# SOURCE DOCUMENT start
To meet the covering Index, but we don’t want move new column into non-clustered index, we can use “Included columns“. It will keep non index in the leaf node of the index.
CREATE NONCLUSTERED INDEX [ix_Customer_Email] ON [dbo].[Customers]
(
[Last_Name] ASC,
[First_Name] ASC
)
INCLUDE ( [Email_Address]) WITH (PAD_INDEX = OFF, STATISTICS_NORECOMPUTE = OFF, SORT_IN_TEMPDB = OFF, IGNORE_DUP_KEY = OFF, DROP_EXISTING = OFF, ONLINE = OFF, ALLOW_ROW_LOCKS = ON, ALLOW_PAGE_LOCKS = ON) ON [PRIMARY]
11. Schema Binding. schema binding is used for view and function. Objects that are referenced by schema bound objects cannot have their definition changed. it can also significantly increase the performance of user defined functions
CREATE FUNCTION dbo.GetProductStatusLabel
(
@StatusID tinyint
)
RETURNS nvarchar(32)
WITH SCHEMABINDING
AS
BEGIN
RETURN (SELECT Label FROM dbo.ProductStatus WHERE StatusID = @StatusID);
END
12. Table/Index partitioning. If you are working on Azure or cluster platform, please skip this. The HDFS has already helps you to complete similar thing. But if you still work on-prem, table partitioning will help to improve performance a lot. Essentially, table partitioning is creating more than one filegroup to improve its I/O. There are four steps to create partition for table or index. A. Add filegroups and files
-- Adds four new filegroups to the AdventureWorks2012 database
ALTER DATABASE AdventureWorks2012
ADD FILEGROUP test1fg;
GO
ALTER DATABASE AdventureWorks2012
ADD FILEGROUP test2fg;
-- Adds one file for each filegroup.
ALTER DATABASE AdventureWorks2012
ADD FILE
(
NAME = test1dat1,
FILENAME = 'C:\Program Files\Microsoft SQL Server\MSSQL13.MSSQLSERVER\MSSQL\DATA\t1dat1.ndf',
SIZE = 5MB,
MAXSIZE = 100MB,
FILEGROWTH = 5MB
)
TO FILEGROUP test1fg;
ALTER DATABASE AdventureWorks2012
ADD FILE
(
NAME = test2dat2,
FILENAME = 'C:\Program Files\Microsoft SQL Server\MSSQL13.MSSQLSERVER\MSSQL\DATA\t2dat2.ndf',
SIZE = 5MB,
MAXSIZE = 100MB,
FILEGROWTH = 5MB
)
TO FILEGROUP test2fg;
GO
B. Add partition function: how map to the partitions based on column’s value
-- Creates a partition function called myRangePF1 that will partition a table into four partitions
CREATE PARTITION FUNCTION myRangePF1 (int)
AS RANGE LEFT FOR VALUES (100) ;
GO
C. Add partition scheme: map the partition function to filegourps.
# SOURCE DOCUMENT end
### [OBJECTIVES]
• 1. In the SQL Server tuning notes, name every option that the WITH clause of the CREATE NONCLUSTERED INDEX statement sets to OFF.
• 2. Render this sentence from the SQL Server tuning notes in Spanish: "Objects that are referenced by schema bound objects cannot have their definition changed."
• 3. Continue the SQL Server tuning notes after their final sentence.
# RECORDED DATA start
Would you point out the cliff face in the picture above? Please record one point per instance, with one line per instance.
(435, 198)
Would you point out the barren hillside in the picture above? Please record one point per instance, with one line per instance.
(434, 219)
# RECORDED DATA end
### [OUTPUTS BY TASK]
• 1. PAD_INDEX, STATISTICS_NORECOMPUTE, SORT_IN_TEMPDB, IGNORE_DUP_KEY, DROP_EXISTING, ONLINE

• 2. No se puede cambiar la definición de los objetos a los que hacen referencia objetos enlazados a un esquema.

• 3.
-- Creates a partition scheme called myRangePS1 that applies myRangePF1 to the four filegroups created above
CREATE PARTITION SCHEME myRangePS1
AS PARTITION myRangePF1
TO (test1fg, test2fg) ;
GO
D. participating column: partition function uses it to perform partition
-- Creates a partitioned table called PartitionTable that uses myRangePS1 to partition col1
CREATE TABLE PartitionTable (col1 int PRIMARY KEY, col2 char(10))
ON myRangePS1 (col1) ;
GO
13. Defragmentation. According to Mircorsoft suggestion, if fragment greater than 30%, we need to rebuild index, if between 5% – 30%, we need to reorganize index. We can use sys.dm_db_index_physical_stats to check the avg_fragmentation_in_percent.
-- use sys.dm_db_index_pysical_stats to check fregmanet
select * from sys.dm_db_index_physical_stats(DB_ID(N'AdventureWorks2017'),OBJECT_id(N'AdventureWorks2017.Person.Person'),-1,null,'detailed')
-- Check avg_fragmentation_in_percent
-- if this percent
--> 5% and < = 30%
ALTER INDEX REORGANIZE
--> 30%
ALTER INDEX REBUILD WITH (ONLINE = ON) 1
14. Other convenient code.
-- get all column names of spec table
sp_coulumns table_name, table_owner
-- Object Dependencies
sp_depends table_name, table_owner
-- convert if fail
Try_Convert(data_ype(length), expression, style)
-- split string by demilation.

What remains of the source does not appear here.